#### Extrait ####

Quand On ne refait plus le monde...
Justice au Singulier - philippe.bilger, 13/09/2015
Pour me concerner, ce n'est pas un exercice de pur narcissisme.
Il y a des tortures par l'espérance, selon Villiers de L'Isle-Adam, mais aussi des malaises, certes très relatifs, par l'incertitude.
Je n'aurais pas osé écrire ce billet si je n'avais pas eu la chance, grâce à des personnalités que j'apprécie et qui m'ont fait confiance, d'intervenir régulièrement sur Europe 1 et sur le site du Point.
Et de pouvoir participer à des débats, longtemps sur i-Télé, mais surtout sur LCI sous l'égide de Valérie Expert qui parvient à favoriser la totale liberté de ses invités avec l'affirmation de convictions qui n'en fait pas une animatrice ectoplasmique.
De la sorte, me pencher sur cette interrogation fondamentale! qu'est ma disparition de On refait le monde (ORLM) sur RTL ne relève pas de l'aigreur mais du questionnement psychologique et de la curiosité médiatique.
Parce qu'il y a du mystère.

#### Données à analyser ####

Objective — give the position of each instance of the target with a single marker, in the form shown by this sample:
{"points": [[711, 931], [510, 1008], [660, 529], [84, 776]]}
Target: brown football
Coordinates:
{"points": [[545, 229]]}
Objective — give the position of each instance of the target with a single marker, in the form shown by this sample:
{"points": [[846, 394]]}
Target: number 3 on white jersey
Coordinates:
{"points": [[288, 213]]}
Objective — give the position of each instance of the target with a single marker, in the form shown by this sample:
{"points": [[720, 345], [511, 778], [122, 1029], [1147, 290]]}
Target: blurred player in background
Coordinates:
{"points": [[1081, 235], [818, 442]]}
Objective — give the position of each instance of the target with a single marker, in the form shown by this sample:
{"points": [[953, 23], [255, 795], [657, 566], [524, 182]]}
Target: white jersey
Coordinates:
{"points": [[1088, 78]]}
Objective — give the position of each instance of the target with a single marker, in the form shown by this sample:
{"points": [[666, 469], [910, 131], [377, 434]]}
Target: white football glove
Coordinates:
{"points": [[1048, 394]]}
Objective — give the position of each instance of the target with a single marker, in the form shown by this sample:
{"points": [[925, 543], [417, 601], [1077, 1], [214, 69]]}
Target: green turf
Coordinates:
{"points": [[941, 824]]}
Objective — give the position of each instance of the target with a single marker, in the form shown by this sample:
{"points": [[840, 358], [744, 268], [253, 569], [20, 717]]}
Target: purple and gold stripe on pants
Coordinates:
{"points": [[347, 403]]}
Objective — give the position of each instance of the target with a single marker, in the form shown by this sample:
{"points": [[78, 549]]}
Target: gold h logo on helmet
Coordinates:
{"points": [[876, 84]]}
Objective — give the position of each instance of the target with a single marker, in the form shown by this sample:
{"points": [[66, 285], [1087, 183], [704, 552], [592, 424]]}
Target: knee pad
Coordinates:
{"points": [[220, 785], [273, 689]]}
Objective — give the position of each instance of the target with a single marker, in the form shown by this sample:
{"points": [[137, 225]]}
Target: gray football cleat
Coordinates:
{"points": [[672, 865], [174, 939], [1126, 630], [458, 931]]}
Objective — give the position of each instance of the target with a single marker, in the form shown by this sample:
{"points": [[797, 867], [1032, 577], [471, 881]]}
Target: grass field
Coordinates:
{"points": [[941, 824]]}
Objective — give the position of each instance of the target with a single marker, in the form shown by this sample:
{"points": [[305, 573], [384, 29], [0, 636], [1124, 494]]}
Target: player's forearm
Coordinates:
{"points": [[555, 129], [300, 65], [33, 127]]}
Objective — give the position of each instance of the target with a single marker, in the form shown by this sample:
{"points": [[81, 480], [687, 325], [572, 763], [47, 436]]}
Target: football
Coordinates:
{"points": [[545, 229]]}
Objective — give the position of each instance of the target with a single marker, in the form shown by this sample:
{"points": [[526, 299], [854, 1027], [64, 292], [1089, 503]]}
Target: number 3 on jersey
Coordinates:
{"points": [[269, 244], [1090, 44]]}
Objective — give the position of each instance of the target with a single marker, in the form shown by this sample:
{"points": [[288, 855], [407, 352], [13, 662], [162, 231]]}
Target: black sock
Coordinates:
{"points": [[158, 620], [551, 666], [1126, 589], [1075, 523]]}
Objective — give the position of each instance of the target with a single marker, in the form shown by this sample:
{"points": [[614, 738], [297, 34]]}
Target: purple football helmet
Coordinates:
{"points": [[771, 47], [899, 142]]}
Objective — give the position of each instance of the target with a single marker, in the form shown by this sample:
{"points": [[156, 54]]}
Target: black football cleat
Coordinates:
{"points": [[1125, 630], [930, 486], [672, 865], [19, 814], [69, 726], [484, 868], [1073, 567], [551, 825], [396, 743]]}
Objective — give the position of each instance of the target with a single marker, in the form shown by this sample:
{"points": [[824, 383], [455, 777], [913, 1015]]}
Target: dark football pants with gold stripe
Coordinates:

####

Redonnez l'extrait ci-dessus en entier, s'il vous plaît, sans en modifier un seul mot ni un seul signe.

Quand On ne refait plus le monde...
Justice au Singulier - philippe.bilger, 13/09/2015
Pour me concerner, ce n'est pas un exercice de pur narcissisme.
Il y a des tortures par l'espérance, selon Villiers de L'Isle-Adam, mais aussi des malaises, certes très relatifs, par l'incertitude.
Je n'aurais pas osé écrire ce billet si je n'avais pas eu la chance, grâce à des personnalités que j'apprécie et qui m'ont fait confiance, d'intervenir régulièrement sur Europe 1 et sur le site du Point.
Et de pouvoir participer à des débats, longtemps sur i-Télé, mais surtout sur LCI sous l'égide de Valérie Expert qui parvient à favoriser la totale liberté de ses invités avec l'affirmation de convictions qui n'en fait pas une animatrice ectoplasmique.
De la sorte, me pencher sur cette interrogation fondamentale! qu'est ma disparition de On refait le monde (ORLM) sur RTL ne relève pas de l'aigreur mais du questionnement psychologique et de la curiosité médiatique.
Parce qu'il y a du mystère.